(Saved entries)
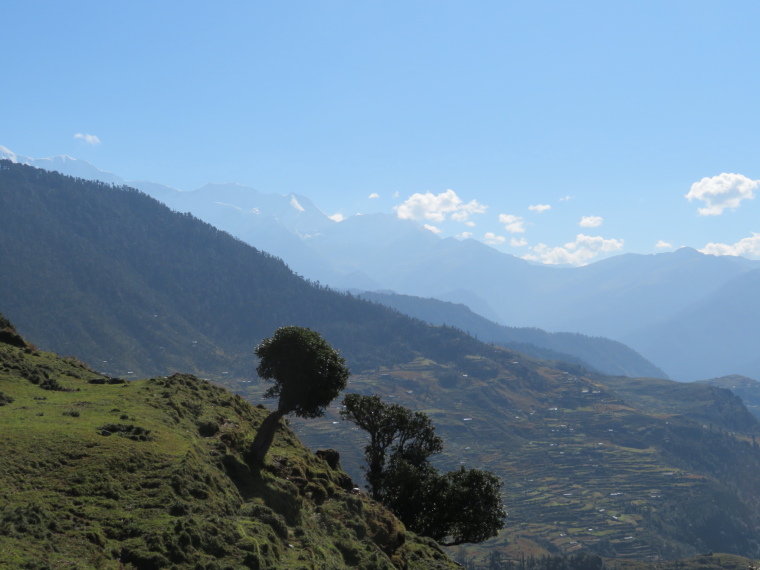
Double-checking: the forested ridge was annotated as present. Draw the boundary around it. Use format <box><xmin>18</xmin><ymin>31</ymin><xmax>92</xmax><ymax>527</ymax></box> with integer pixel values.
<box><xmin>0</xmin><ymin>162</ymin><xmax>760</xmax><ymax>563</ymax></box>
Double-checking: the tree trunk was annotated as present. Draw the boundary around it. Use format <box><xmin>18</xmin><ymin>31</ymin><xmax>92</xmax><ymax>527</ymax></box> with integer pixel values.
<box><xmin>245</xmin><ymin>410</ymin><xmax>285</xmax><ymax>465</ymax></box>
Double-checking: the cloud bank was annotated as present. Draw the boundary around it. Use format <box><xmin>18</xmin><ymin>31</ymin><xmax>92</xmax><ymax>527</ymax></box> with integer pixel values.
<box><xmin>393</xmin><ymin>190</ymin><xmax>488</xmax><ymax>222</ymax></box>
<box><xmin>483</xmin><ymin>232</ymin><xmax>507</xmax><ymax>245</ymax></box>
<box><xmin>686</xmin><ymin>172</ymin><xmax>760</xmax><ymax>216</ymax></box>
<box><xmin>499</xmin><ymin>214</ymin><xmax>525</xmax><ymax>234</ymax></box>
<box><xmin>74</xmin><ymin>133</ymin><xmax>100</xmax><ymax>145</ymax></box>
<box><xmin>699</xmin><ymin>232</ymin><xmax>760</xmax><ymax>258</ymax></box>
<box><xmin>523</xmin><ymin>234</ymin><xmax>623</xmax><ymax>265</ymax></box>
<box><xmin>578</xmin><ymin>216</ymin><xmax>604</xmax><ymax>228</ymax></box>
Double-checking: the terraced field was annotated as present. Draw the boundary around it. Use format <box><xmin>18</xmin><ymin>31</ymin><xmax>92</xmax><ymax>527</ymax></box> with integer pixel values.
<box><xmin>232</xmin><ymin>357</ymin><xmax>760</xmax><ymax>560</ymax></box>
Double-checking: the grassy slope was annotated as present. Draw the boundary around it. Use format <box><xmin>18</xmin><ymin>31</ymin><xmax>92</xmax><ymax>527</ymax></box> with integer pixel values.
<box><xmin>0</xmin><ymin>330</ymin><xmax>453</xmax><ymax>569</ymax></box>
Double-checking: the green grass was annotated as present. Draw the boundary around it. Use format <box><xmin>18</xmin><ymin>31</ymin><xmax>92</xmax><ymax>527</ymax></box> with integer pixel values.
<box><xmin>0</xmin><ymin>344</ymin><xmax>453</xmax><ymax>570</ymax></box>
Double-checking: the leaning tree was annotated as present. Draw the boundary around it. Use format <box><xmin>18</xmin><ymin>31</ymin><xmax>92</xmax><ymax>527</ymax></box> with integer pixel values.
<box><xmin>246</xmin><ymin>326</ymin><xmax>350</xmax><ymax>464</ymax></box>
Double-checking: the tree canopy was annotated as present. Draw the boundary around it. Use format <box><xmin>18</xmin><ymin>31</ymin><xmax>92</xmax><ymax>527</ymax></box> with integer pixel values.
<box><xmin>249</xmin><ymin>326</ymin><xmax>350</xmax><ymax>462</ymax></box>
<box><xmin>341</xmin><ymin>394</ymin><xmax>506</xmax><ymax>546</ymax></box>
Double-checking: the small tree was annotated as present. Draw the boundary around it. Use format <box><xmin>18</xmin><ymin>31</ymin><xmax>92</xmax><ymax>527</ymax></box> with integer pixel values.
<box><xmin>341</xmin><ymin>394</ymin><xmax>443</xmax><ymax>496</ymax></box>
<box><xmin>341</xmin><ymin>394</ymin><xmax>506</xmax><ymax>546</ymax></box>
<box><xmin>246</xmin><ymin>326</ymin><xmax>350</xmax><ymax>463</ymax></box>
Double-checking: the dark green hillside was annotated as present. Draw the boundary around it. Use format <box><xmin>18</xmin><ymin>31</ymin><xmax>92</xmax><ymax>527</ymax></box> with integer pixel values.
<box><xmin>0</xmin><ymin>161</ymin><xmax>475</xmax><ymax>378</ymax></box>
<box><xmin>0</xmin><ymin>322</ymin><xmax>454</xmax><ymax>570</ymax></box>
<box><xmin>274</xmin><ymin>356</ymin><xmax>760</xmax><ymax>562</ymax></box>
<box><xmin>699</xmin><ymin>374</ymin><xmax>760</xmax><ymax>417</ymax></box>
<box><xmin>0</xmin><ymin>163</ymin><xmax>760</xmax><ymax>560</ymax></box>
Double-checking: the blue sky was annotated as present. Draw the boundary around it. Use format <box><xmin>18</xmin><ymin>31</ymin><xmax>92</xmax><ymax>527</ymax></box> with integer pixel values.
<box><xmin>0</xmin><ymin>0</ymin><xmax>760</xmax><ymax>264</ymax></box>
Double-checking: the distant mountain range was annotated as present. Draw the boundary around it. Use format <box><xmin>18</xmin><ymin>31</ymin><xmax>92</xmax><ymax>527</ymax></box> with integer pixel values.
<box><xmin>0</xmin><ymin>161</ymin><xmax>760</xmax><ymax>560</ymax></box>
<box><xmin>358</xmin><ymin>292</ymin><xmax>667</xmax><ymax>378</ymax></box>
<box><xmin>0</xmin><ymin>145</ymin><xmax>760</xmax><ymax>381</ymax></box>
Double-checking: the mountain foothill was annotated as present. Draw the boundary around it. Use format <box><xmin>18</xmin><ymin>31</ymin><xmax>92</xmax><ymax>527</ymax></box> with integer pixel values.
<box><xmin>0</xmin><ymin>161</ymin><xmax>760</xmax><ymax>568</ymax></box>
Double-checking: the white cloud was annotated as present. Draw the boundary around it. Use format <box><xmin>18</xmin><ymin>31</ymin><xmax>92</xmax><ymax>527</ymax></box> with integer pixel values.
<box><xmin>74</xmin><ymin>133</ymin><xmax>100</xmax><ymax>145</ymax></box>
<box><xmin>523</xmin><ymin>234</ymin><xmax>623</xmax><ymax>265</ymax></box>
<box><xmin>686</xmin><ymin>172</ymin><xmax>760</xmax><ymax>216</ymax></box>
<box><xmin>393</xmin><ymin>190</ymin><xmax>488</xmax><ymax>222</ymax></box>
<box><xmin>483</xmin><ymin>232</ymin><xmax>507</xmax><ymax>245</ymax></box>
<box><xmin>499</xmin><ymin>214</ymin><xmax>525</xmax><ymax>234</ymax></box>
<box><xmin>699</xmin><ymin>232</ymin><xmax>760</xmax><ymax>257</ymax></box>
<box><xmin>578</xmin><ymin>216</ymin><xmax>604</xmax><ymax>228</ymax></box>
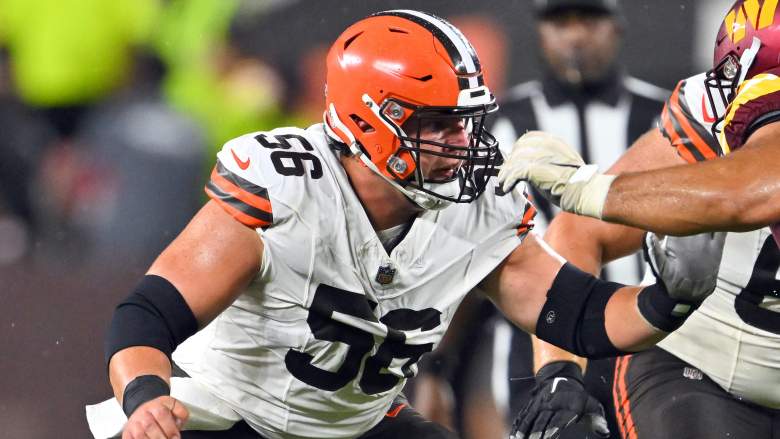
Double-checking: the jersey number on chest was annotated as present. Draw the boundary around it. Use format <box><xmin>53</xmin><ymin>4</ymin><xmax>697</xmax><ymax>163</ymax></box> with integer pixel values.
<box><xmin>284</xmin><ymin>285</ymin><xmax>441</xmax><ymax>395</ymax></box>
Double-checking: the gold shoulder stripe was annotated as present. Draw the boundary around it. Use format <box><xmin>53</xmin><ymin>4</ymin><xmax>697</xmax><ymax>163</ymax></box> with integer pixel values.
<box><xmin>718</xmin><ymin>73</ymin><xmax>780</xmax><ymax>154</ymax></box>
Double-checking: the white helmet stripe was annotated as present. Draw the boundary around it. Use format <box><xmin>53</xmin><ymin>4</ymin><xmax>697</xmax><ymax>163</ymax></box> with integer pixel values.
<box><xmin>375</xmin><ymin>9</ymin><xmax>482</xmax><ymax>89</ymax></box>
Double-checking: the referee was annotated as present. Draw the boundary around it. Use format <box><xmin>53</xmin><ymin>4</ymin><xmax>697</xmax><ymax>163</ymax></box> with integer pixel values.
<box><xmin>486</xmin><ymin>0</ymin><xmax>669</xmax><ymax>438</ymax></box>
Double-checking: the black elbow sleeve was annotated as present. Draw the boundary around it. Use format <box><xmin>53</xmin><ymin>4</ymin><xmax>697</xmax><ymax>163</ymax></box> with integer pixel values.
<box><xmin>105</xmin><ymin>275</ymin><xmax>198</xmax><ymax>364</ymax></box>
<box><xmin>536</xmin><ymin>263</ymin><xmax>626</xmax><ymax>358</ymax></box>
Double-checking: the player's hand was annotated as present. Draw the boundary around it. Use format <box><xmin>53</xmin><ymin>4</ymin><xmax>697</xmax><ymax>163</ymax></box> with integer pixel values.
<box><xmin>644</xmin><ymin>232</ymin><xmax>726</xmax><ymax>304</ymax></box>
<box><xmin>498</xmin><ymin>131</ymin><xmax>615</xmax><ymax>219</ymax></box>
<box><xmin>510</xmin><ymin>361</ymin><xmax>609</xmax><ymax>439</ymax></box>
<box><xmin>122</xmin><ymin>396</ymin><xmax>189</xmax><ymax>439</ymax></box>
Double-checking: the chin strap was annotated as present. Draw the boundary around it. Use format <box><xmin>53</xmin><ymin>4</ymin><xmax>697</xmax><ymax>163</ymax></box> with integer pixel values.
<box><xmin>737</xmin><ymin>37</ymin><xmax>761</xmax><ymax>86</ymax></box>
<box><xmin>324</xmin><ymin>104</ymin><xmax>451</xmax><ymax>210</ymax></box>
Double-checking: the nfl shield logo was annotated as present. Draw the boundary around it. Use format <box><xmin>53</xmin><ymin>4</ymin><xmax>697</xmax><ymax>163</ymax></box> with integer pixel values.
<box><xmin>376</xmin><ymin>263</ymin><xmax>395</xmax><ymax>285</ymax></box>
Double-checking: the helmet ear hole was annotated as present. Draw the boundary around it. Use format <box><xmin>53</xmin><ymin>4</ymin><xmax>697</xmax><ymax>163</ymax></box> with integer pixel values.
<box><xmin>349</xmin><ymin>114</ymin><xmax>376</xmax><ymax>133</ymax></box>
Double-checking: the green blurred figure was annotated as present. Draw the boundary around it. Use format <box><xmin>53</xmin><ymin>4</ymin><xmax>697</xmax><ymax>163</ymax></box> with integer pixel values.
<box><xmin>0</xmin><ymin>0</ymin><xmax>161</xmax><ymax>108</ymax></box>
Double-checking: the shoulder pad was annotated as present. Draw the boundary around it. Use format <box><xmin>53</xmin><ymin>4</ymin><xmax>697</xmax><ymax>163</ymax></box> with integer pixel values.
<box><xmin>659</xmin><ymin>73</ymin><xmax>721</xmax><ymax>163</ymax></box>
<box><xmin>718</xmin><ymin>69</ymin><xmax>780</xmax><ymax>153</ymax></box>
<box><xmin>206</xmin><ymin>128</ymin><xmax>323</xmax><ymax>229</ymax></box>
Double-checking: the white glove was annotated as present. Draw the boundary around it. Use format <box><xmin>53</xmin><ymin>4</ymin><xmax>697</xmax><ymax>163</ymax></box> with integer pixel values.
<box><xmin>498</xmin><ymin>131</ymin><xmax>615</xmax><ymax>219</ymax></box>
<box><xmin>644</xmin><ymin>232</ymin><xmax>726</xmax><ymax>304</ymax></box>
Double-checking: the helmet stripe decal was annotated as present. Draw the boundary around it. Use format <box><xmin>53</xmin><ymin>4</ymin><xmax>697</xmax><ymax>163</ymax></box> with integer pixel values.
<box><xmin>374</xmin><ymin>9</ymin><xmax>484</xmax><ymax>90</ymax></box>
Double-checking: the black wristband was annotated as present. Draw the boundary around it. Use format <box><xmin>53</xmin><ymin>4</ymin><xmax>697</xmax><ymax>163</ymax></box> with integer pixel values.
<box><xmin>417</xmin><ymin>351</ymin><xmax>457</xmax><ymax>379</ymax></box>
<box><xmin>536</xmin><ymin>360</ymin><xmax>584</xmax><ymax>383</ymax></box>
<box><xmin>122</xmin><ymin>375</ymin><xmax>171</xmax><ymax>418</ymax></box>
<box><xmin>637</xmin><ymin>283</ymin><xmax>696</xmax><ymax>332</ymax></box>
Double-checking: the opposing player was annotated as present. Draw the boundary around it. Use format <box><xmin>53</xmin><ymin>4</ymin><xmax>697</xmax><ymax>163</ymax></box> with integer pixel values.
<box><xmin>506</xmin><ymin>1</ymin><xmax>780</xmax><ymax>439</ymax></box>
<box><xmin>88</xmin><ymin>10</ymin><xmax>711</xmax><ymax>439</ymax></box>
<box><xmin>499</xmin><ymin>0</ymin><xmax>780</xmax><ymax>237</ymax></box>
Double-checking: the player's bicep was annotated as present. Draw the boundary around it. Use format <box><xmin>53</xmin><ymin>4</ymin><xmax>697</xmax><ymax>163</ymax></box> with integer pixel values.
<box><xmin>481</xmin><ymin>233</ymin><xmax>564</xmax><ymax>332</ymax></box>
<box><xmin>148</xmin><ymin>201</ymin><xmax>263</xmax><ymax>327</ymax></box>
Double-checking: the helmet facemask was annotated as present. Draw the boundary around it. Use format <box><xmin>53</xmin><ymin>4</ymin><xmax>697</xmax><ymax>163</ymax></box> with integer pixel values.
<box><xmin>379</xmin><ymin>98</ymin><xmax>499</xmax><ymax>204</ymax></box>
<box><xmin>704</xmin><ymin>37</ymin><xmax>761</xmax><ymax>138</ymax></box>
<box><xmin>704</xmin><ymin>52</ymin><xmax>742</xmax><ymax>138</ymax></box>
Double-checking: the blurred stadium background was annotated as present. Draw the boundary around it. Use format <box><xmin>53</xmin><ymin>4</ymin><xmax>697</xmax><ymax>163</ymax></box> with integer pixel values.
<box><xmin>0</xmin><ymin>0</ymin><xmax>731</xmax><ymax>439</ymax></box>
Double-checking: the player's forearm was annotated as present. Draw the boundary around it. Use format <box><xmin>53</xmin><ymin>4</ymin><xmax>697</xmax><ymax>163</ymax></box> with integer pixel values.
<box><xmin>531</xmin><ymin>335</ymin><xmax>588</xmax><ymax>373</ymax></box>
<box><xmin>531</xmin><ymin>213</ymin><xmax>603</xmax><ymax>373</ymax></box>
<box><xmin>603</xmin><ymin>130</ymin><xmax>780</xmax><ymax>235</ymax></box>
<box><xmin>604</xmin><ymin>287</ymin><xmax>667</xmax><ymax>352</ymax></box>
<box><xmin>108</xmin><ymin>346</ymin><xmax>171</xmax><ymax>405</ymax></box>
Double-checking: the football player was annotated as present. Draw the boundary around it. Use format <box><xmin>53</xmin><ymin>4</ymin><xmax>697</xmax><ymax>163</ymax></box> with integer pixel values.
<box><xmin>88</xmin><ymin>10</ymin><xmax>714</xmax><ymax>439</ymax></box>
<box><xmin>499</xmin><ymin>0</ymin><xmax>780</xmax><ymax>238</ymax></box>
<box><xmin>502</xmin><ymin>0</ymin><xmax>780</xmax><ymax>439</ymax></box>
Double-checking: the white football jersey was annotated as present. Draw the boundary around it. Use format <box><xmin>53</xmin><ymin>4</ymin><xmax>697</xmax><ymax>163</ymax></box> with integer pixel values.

**GIVEN INSTRUCTION**
Only the lines from the one containing "Double-checking: the blurred" through the end of the material should be reproduced, exactly, with both ends included.

**ANSWER TO THE TASK**
Double-checking: the blurred stadium background was annotated as present. Draw the boundary around it. Use format <box><xmin>53</xmin><ymin>4</ymin><xmax>697</xmax><ymax>163</ymax></box> with integer pixel values.
<box><xmin>0</xmin><ymin>0</ymin><xmax>731</xmax><ymax>439</ymax></box>
Double-checking: the player's forearm was annotated as present. Draw the boundary around it. Use format <box><xmin>53</xmin><ymin>4</ymin><xmax>697</xmax><ymax>163</ymax></box> with integer pixel values.
<box><xmin>531</xmin><ymin>335</ymin><xmax>588</xmax><ymax>373</ymax></box>
<box><xmin>531</xmin><ymin>213</ymin><xmax>603</xmax><ymax>373</ymax></box>
<box><xmin>603</xmin><ymin>130</ymin><xmax>780</xmax><ymax>235</ymax></box>
<box><xmin>604</xmin><ymin>287</ymin><xmax>667</xmax><ymax>352</ymax></box>
<box><xmin>108</xmin><ymin>346</ymin><xmax>171</xmax><ymax>405</ymax></box>
Double-checking: the football player was annotated as present. Draw the boundary around it. Use format <box><xmin>53</xmin><ymin>4</ymin><xmax>697</xmax><ymax>163</ymax></box> with integer pixel values.
<box><xmin>88</xmin><ymin>10</ymin><xmax>714</xmax><ymax>439</ymax></box>
<box><xmin>499</xmin><ymin>0</ymin><xmax>780</xmax><ymax>238</ymax></box>
<box><xmin>502</xmin><ymin>0</ymin><xmax>780</xmax><ymax>439</ymax></box>
Double-checking: the white football jersey was annotated as present. Draw the boundary around it. Use format <box><xmin>53</xmin><ymin>4</ymin><xmax>697</xmax><ymax>163</ymax></box> with integer pixel values.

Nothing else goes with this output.